WORK REQUEST 1 — From the aquarium iron thread, return the stretch from "Yes that plant" through "and drooping/hook downwards.".
WORK REQUEST 2 — Turn the paragraph in the aquarium iron thread that begins "Yes that plant is new" into a short bulleted list that keeps its main facts.

PASSAGE FOR REVIEW —
It isn't only PO4--- that reacts with any Fe+++ ions, in alkaline, oxidising conditions the iron forms <"insoluble oxides and hydroxides"> etc.

The only way to ensure that iron, in solution, is available to your plants is to use <"a chelator that works at higher pH levels">. 

cheers Darrel


----------



## Sammy Islam (3 Dec 2019)

I understand what you are saying. Surely the fact that my plants are pretty healthy and colourful in general would indicate that the iron (edta+dpta) is working to an extent and maybe not to its full potential given the other parameters we have to consider and perfect eg. co2, flow, ph etc


----------



## dw1305 (3 Dec 2019)

Hi all, 





Sammy Islam said:


> Surely the fact that my plants are pretty healthy and colourful in general would indicate that the iron (edta+dpta) is working to an extent


Yes, I always say <"trust the plants, they don't lie">. 

Some iron is usually enough, and it is about the only deficiency that you can <"easily diagnose">, because of it effects new leaves. 

cheers Darrel


----------



## Sammy Islam (3 Dec 2019)

So does the iron still react with other things even though we dose alternate days but not as much if we added on the same day?

What else can cause drooping leaves on plants such as ludwigia? Could it be that ludwigia prefers a little bit lower gh/kh? My other plants don't seem to show this defiency.


----------



## MJQMJQ (4 Dec 2019)

Sammy Islam said:


> View attachment 129575 So does the iron still react with other things even though we dose alternate days but not as much if we added on the same day?
> 
> What else can cause drooping leaves on plants such as ludwigia? Could it be that ludwigia prefers a little bit lower gh/kh? My other plants don't seem to show this defiency.



Is it recently bought?If it is it might be due to difference in hardness and nutrient levels.


----------



## Sammy Islam (4 Dec 2019)

Yes that plant is new and  adapting to under water life, but i also have some old ludwigia that shows the same symptoms. Mainly twisted leaves and drooping/hook downwards.

GIVEN ENTRIES —
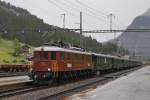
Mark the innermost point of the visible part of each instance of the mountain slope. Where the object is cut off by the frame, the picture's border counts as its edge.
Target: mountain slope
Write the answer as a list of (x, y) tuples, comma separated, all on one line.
[(19, 23), (138, 42)]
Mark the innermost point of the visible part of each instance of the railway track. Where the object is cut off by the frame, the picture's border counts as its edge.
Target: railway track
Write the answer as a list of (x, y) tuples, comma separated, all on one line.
[(47, 92)]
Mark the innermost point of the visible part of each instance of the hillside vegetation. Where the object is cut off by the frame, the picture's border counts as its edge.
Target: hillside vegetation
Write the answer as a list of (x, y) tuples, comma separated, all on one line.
[(18, 23), (7, 51)]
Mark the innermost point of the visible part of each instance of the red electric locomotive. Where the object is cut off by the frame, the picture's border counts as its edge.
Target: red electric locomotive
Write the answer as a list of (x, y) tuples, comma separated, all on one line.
[(54, 64)]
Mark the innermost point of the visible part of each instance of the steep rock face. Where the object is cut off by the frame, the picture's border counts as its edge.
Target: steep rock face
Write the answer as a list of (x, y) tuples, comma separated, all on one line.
[(138, 42)]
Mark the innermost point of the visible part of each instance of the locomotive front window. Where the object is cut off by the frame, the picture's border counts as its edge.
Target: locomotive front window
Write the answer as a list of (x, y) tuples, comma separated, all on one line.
[(53, 55), (45, 55)]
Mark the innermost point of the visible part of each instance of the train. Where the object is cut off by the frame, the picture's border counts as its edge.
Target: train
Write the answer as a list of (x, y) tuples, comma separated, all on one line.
[(55, 64), (16, 67)]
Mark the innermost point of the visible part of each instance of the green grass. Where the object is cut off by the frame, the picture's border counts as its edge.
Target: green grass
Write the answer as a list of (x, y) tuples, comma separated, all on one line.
[(6, 53)]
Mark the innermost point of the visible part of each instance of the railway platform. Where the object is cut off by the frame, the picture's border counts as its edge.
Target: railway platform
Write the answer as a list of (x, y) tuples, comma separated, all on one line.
[(13, 80), (134, 86)]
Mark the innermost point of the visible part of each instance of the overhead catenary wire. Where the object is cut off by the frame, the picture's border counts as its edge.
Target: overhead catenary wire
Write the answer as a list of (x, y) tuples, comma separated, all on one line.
[(88, 12)]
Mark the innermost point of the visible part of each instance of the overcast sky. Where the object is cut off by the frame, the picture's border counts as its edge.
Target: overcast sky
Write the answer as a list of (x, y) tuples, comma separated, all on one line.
[(94, 12)]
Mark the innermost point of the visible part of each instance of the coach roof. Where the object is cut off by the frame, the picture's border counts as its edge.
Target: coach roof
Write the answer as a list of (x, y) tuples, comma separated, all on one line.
[(53, 48)]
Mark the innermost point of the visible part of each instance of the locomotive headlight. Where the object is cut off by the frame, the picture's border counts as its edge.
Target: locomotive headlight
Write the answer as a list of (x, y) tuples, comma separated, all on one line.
[(49, 69)]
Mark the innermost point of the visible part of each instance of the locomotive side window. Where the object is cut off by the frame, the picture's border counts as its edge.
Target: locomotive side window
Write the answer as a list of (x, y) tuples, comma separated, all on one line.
[(53, 55), (37, 55)]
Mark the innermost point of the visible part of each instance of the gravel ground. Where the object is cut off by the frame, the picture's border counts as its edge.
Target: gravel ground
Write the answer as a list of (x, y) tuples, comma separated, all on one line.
[(134, 86)]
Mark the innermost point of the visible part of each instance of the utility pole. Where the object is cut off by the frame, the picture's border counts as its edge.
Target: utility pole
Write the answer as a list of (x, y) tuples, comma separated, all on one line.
[(81, 23), (111, 16), (64, 19)]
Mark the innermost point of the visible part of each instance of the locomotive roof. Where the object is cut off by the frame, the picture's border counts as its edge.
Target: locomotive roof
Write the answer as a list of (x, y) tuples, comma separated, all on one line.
[(54, 48)]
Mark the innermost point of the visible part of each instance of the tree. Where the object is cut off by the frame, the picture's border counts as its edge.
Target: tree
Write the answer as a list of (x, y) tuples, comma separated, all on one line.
[(17, 47)]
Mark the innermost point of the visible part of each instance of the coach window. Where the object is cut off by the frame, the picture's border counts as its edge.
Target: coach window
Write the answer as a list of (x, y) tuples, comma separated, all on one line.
[(68, 56), (62, 56), (53, 55)]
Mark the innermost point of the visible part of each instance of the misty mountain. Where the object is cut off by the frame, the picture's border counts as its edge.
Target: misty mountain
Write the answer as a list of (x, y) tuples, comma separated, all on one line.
[(138, 43)]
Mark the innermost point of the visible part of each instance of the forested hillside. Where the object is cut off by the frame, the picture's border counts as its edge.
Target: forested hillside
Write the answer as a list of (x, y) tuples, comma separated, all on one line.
[(19, 23)]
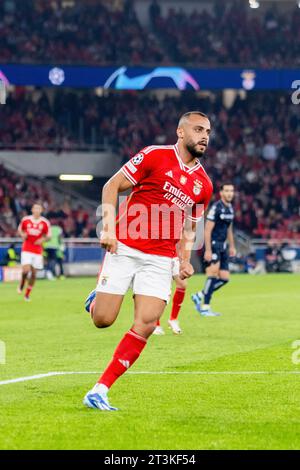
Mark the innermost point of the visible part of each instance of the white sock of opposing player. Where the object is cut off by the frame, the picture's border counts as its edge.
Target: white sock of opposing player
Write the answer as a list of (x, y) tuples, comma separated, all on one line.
[(100, 388)]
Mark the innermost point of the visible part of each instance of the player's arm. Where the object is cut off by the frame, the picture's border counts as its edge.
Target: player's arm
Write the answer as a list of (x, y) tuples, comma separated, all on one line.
[(42, 239), (230, 238), (21, 231), (115, 185), (209, 226), (185, 249), (208, 229)]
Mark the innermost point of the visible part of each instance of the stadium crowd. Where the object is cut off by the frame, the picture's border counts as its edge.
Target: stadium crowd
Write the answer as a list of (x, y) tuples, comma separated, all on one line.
[(17, 194), (255, 144), (109, 32)]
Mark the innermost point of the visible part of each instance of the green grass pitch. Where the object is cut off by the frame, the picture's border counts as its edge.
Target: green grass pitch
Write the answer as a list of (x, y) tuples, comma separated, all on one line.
[(238, 409)]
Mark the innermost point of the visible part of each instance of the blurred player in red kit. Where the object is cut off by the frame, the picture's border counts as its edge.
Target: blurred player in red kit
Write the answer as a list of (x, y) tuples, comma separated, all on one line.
[(168, 184), (34, 230)]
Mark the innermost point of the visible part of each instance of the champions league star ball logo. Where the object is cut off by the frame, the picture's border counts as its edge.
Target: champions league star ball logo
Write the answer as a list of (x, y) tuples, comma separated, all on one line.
[(138, 159), (197, 187), (183, 179), (56, 76), (248, 77)]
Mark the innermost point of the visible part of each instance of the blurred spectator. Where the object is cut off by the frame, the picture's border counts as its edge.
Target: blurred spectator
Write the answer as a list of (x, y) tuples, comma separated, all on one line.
[(268, 189), (100, 32), (17, 196)]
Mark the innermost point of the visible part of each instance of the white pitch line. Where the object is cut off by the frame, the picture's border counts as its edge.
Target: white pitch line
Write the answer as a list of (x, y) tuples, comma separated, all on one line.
[(193, 372)]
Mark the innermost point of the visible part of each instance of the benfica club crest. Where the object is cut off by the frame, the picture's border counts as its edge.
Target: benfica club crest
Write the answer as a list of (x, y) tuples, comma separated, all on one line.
[(197, 187), (183, 179)]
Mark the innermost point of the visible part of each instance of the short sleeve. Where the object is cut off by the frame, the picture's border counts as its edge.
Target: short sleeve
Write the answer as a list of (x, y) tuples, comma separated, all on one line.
[(47, 228), (22, 225), (212, 213), (138, 166), (195, 213)]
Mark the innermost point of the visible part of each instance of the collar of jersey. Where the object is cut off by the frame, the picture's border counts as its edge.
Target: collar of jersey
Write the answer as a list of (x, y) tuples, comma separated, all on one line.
[(184, 167)]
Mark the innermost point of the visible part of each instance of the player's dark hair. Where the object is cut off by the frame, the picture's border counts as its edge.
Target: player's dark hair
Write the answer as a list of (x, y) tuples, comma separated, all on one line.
[(225, 184), (188, 114), (38, 203)]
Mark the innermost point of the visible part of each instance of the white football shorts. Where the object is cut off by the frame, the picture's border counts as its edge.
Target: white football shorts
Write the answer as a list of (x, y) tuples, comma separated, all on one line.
[(175, 267), (35, 260), (146, 274)]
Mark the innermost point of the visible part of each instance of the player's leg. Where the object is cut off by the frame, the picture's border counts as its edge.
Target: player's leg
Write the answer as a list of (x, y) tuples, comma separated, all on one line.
[(177, 301), (104, 305), (159, 331), (37, 263), (222, 280), (147, 310), (202, 299), (105, 309), (31, 282), (151, 287), (25, 263), (223, 275), (25, 273)]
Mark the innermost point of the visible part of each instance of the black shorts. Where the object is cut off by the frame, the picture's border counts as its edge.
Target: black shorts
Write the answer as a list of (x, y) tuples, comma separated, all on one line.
[(219, 254)]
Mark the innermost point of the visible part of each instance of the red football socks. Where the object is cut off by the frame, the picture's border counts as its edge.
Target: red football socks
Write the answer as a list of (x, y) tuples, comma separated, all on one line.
[(177, 301), (28, 291), (127, 352)]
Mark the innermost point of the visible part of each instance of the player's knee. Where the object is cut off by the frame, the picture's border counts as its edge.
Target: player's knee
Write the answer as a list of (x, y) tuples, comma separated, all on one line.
[(145, 329), (101, 322), (181, 284)]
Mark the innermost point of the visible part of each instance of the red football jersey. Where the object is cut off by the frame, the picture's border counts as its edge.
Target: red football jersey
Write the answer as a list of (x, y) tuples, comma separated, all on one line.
[(165, 192), (35, 229)]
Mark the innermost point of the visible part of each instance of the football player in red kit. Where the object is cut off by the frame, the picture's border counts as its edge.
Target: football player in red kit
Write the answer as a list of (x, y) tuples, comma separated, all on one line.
[(168, 185), (34, 230)]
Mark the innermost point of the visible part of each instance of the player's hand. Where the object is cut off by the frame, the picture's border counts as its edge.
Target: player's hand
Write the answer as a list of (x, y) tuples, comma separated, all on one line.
[(185, 270), (208, 255), (232, 252), (109, 242)]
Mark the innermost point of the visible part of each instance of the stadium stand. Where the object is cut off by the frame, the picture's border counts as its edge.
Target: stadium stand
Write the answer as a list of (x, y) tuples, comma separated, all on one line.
[(254, 144), (17, 195), (111, 33)]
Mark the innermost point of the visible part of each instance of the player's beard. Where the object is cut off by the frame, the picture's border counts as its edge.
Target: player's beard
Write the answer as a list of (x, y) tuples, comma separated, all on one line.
[(193, 151)]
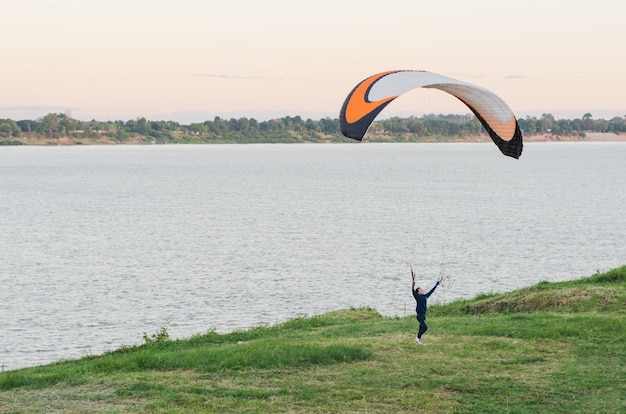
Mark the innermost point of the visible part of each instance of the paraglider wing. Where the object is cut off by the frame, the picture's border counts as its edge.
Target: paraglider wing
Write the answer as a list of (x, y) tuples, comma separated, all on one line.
[(373, 94)]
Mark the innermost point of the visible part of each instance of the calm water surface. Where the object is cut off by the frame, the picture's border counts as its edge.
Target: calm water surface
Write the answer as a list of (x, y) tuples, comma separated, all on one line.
[(100, 244)]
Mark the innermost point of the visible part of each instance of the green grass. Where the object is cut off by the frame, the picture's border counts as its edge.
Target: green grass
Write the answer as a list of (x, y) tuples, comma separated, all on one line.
[(552, 347)]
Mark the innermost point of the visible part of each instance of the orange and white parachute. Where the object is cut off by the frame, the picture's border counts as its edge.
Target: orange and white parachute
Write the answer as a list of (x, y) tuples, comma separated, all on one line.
[(373, 94)]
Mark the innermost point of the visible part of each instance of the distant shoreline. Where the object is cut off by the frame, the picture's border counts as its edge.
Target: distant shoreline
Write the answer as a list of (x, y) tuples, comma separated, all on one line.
[(143, 140)]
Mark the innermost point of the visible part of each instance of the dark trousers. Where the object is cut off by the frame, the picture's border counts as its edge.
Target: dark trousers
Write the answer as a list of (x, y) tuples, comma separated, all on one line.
[(421, 318)]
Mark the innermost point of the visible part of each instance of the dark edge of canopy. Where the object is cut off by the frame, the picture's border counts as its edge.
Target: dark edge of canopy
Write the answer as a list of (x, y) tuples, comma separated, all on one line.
[(512, 148), (358, 129)]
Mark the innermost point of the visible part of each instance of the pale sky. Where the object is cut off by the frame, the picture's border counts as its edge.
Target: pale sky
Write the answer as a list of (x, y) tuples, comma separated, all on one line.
[(192, 60)]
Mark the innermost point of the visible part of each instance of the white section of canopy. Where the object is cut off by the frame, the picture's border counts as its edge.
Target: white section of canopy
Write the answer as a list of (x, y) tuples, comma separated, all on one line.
[(487, 104)]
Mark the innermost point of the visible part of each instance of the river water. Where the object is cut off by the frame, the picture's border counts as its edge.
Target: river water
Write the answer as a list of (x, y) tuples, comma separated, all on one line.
[(101, 244)]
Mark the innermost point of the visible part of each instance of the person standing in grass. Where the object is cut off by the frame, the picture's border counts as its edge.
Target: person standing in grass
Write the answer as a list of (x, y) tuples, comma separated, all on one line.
[(421, 298)]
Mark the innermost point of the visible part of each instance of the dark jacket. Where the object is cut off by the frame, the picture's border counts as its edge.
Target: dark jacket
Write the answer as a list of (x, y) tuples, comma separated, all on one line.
[(421, 299)]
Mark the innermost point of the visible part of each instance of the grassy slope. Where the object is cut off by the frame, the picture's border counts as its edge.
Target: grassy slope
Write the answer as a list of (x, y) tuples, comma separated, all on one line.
[(553, 347)]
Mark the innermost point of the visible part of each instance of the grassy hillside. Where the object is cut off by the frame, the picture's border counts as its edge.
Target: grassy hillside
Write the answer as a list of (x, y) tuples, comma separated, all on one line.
[(553, 347)]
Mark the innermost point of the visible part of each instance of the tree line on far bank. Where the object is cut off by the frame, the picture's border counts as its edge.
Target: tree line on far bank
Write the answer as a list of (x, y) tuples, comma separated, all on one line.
[(55, 126)]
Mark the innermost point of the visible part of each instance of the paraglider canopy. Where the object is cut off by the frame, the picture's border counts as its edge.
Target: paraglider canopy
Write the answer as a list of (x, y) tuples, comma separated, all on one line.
[(373, 94)]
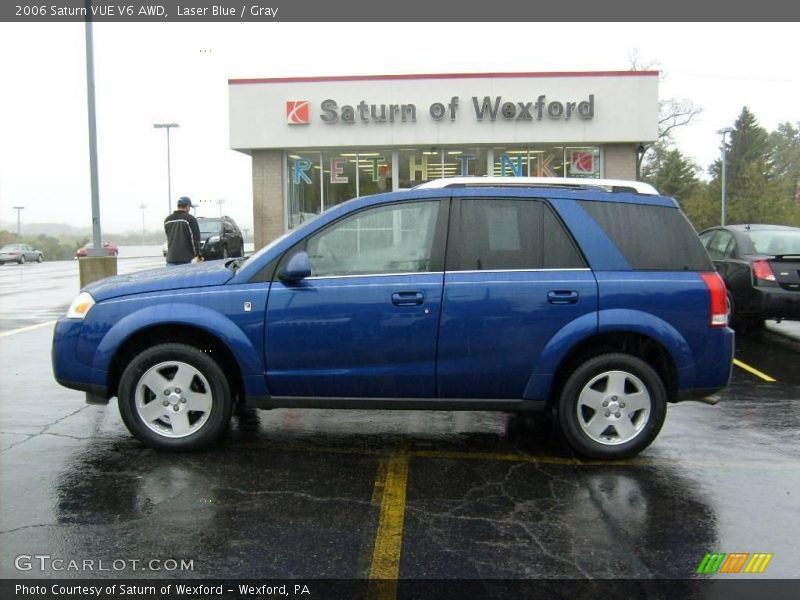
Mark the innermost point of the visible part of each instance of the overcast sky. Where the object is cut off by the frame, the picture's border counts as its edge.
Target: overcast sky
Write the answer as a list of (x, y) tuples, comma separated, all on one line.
[(172, 72)]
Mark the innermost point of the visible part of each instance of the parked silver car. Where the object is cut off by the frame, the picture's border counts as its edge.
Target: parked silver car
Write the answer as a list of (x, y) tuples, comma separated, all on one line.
[(19, 253)]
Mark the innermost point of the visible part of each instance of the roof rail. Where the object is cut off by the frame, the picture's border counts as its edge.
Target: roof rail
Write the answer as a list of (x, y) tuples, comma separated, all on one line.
[(608, 185)]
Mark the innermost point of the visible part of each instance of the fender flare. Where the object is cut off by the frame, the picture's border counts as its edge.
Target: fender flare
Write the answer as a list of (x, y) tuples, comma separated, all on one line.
[(609, 321), (192, 315)]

TASK OUTPUT 1 —
Yes that plant is new and  adapting to under water life, but i also have some old ludwigia that shows the same symptoms. Mainly twisted leaves and drooping/hook downwards.

TASK OUTPUT 2 —
- The plant is new and still adapting to life underwater.
- Some older ludwigia shows the same symptoms.
- The main symptoms are twisted leaves and leaves drooping or hooking downward.